▶ [Description of the task]:
Collect every line of the records that contains the word "follow".

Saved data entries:
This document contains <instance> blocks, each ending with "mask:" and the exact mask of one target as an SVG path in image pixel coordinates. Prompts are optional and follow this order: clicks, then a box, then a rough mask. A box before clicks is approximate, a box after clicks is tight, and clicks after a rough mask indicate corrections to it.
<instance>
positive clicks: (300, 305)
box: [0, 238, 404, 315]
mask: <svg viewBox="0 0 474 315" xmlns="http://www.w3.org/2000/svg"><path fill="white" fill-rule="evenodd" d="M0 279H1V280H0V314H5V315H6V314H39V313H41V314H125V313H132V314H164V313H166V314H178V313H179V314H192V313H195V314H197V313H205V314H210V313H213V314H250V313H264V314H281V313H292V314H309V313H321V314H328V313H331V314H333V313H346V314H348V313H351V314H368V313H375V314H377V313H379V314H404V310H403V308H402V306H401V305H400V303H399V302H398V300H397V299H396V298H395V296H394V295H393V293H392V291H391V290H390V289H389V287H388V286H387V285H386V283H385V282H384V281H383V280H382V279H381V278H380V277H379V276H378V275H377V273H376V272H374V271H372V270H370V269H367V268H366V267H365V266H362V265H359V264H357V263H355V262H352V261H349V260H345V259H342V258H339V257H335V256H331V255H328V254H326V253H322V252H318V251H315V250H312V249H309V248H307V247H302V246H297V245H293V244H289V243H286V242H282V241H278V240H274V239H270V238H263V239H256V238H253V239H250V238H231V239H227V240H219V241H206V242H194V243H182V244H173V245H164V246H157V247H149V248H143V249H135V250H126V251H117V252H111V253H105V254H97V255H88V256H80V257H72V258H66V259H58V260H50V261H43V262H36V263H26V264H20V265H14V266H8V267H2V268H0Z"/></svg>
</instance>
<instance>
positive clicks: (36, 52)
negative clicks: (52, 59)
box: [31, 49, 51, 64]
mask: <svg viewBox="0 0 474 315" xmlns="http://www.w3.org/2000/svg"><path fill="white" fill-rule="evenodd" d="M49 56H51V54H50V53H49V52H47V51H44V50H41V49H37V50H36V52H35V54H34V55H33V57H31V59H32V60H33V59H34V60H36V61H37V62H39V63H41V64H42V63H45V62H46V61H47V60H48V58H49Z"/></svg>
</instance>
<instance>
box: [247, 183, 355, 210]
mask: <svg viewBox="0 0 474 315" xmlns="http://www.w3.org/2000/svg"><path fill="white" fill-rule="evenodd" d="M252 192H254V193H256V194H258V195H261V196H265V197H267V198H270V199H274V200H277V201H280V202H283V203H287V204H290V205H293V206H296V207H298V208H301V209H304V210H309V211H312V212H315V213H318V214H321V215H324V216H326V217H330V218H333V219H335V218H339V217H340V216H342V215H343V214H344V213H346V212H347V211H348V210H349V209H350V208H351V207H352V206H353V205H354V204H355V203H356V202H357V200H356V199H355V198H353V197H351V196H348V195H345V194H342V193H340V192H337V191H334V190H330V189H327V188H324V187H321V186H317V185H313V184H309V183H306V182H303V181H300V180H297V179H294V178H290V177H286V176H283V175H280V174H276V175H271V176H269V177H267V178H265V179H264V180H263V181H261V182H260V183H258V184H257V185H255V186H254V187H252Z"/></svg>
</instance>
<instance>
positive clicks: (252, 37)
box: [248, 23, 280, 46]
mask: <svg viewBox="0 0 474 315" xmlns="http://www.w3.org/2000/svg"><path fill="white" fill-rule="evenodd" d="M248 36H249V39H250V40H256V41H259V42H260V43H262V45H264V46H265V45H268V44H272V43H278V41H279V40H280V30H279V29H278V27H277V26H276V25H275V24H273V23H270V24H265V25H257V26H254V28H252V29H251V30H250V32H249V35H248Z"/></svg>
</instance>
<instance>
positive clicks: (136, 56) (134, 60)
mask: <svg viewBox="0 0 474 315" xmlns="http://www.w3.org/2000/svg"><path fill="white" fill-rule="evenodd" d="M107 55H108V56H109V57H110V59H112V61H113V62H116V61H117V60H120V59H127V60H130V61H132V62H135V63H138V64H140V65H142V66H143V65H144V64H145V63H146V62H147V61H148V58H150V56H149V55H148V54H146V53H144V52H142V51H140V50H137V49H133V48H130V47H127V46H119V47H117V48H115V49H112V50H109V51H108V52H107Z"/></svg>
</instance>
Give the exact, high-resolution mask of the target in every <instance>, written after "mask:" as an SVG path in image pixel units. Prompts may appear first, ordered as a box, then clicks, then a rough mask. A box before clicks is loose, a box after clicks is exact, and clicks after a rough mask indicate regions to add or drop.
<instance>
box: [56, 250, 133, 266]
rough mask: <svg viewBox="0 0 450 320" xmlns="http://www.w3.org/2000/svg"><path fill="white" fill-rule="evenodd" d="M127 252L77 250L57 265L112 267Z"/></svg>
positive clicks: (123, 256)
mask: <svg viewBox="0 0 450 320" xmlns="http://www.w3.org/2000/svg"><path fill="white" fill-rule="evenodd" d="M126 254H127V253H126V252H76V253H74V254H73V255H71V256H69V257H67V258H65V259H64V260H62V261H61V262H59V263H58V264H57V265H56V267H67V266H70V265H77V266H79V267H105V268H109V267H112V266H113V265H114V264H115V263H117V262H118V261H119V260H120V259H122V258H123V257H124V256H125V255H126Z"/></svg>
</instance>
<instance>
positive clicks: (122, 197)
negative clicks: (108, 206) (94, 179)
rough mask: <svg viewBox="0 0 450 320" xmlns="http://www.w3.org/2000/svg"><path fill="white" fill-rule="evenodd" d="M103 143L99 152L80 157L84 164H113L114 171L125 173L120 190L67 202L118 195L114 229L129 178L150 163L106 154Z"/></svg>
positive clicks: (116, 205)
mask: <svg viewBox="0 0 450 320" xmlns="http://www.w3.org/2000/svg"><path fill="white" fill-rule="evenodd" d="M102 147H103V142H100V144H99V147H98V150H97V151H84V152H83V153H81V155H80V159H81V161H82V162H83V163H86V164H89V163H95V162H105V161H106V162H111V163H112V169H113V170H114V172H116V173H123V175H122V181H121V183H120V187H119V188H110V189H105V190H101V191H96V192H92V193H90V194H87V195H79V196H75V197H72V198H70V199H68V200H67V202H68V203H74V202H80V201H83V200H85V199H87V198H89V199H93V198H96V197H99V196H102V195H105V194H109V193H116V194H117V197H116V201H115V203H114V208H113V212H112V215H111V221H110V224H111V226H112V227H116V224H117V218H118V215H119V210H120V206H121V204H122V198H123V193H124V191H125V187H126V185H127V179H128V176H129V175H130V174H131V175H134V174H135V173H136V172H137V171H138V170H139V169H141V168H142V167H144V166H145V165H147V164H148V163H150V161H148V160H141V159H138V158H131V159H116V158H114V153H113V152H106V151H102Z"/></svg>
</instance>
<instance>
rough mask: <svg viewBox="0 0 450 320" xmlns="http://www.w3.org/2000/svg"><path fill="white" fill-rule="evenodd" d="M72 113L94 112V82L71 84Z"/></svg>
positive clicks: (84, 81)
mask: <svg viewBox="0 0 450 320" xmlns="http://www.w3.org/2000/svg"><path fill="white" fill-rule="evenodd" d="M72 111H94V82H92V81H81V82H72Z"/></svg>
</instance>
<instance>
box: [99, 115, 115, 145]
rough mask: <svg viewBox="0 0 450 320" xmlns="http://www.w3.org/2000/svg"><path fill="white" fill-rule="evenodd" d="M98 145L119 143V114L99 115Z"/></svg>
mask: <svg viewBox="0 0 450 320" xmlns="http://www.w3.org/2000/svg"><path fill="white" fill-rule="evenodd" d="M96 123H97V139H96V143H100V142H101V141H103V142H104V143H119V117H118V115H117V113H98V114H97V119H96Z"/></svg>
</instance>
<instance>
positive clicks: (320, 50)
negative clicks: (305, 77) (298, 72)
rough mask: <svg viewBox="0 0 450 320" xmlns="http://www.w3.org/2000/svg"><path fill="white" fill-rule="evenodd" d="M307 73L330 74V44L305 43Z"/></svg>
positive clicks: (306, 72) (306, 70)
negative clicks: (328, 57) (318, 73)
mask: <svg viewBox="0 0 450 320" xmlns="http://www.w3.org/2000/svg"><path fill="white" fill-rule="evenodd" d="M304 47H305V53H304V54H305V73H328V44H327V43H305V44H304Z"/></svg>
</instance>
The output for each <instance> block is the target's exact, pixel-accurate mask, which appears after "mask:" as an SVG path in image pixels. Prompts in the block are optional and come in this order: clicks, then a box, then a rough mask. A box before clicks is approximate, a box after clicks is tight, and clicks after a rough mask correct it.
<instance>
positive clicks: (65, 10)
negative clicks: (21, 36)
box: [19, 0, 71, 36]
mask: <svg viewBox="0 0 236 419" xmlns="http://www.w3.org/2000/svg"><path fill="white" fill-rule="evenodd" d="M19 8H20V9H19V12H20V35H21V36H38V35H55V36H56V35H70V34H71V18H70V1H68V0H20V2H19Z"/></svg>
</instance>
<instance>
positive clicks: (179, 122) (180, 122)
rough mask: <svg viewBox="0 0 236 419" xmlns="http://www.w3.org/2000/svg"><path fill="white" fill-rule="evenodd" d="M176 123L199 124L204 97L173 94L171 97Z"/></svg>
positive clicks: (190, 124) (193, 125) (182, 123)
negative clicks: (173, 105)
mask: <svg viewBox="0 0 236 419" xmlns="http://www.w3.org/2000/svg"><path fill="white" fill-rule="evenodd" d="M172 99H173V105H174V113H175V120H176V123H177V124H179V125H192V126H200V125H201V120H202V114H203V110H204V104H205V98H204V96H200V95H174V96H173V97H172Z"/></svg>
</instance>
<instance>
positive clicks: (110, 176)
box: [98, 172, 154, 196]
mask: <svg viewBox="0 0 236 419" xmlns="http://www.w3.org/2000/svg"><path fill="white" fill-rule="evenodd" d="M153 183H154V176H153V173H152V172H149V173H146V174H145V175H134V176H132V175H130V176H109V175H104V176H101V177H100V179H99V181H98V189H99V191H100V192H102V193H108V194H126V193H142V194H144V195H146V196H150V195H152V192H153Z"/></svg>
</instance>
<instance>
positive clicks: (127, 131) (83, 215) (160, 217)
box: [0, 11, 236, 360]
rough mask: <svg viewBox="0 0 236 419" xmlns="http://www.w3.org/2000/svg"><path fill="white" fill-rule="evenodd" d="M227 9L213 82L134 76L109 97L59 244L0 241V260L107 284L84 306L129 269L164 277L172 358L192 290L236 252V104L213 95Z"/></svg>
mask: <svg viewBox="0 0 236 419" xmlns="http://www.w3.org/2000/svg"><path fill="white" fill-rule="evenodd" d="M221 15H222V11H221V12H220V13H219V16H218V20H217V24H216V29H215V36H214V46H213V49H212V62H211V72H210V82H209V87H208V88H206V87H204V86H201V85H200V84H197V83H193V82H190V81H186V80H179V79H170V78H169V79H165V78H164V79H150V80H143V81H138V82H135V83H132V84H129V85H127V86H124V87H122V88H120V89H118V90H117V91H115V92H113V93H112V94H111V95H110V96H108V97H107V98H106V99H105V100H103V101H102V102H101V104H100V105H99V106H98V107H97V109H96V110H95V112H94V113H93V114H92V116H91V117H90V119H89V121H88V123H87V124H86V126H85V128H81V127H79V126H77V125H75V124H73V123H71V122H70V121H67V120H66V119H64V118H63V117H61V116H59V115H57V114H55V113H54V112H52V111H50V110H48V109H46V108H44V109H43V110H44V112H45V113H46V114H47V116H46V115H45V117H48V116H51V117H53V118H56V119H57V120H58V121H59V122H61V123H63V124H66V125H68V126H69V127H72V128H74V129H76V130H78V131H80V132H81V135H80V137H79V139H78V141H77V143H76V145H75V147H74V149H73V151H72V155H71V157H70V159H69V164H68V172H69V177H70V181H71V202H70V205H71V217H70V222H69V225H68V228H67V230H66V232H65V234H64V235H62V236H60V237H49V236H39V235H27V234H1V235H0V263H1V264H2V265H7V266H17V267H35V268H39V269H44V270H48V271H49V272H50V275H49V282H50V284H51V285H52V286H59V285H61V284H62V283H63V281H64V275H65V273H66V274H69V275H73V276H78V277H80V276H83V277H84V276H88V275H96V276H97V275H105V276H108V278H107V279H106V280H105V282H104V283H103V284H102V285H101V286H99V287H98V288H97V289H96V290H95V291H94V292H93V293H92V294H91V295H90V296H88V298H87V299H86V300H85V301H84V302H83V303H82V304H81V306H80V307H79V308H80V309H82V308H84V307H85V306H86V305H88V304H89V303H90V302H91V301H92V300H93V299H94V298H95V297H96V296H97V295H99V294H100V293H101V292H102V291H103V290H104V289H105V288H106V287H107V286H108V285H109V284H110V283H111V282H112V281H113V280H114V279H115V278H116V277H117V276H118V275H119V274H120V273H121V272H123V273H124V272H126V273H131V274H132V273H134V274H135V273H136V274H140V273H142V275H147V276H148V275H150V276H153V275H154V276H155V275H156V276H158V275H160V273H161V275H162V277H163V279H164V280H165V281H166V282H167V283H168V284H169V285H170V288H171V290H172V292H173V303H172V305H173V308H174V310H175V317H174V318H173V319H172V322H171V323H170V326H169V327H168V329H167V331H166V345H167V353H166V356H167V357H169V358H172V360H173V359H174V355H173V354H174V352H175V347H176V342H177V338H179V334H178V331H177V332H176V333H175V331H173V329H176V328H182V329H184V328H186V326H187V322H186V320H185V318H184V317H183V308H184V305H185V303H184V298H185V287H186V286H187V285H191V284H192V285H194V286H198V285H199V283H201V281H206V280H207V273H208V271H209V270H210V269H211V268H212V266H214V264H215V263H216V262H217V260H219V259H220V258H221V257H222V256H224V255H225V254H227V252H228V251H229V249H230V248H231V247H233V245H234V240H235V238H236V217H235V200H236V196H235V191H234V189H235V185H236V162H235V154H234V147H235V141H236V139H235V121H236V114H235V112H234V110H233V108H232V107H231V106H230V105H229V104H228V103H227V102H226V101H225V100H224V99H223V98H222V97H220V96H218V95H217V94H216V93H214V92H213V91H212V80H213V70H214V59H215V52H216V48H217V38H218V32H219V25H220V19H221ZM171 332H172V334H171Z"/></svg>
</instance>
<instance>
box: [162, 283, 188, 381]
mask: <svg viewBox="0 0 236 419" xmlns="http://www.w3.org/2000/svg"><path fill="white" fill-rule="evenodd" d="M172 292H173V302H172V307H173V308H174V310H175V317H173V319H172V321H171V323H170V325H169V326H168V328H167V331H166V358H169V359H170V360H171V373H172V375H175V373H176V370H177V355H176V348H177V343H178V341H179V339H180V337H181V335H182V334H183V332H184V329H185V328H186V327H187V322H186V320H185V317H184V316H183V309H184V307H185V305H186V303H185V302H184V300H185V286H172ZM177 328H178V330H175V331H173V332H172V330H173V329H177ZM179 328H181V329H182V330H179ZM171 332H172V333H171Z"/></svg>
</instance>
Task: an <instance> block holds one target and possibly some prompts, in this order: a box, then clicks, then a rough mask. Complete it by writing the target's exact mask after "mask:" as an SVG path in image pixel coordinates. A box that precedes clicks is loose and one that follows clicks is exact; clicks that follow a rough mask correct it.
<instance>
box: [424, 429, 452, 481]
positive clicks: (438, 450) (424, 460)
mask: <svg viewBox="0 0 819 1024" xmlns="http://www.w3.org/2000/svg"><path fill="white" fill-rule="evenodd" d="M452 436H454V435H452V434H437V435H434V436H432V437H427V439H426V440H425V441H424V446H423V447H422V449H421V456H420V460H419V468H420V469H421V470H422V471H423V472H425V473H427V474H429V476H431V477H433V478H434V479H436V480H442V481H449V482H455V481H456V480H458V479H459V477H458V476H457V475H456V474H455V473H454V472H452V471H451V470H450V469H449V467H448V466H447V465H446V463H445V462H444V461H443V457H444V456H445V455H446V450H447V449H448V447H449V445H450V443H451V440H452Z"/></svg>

▶ [Solved problem]:
This document contains <instance> blocks, each ending with "mask:" and the exact mask of one target as an SVG path in image pixel coordinates. Prompts are optional and follow this order: clicks, then a box, then a rough mask. A box before clicks is approximate, a box after clicks is tight, and clicks after a rough mask indicate corrections to it.
Task: an <instance> block holds one target and possibly some prompts, in this order: a box, then clicks, then a rough mask. Complete it by writing the target's exact mask after "mask:" as an SVG path in image pixel coordinates. A box that precedes clicks is loose and one that follows clicks is exact; clicks that follow a rough mask correct it.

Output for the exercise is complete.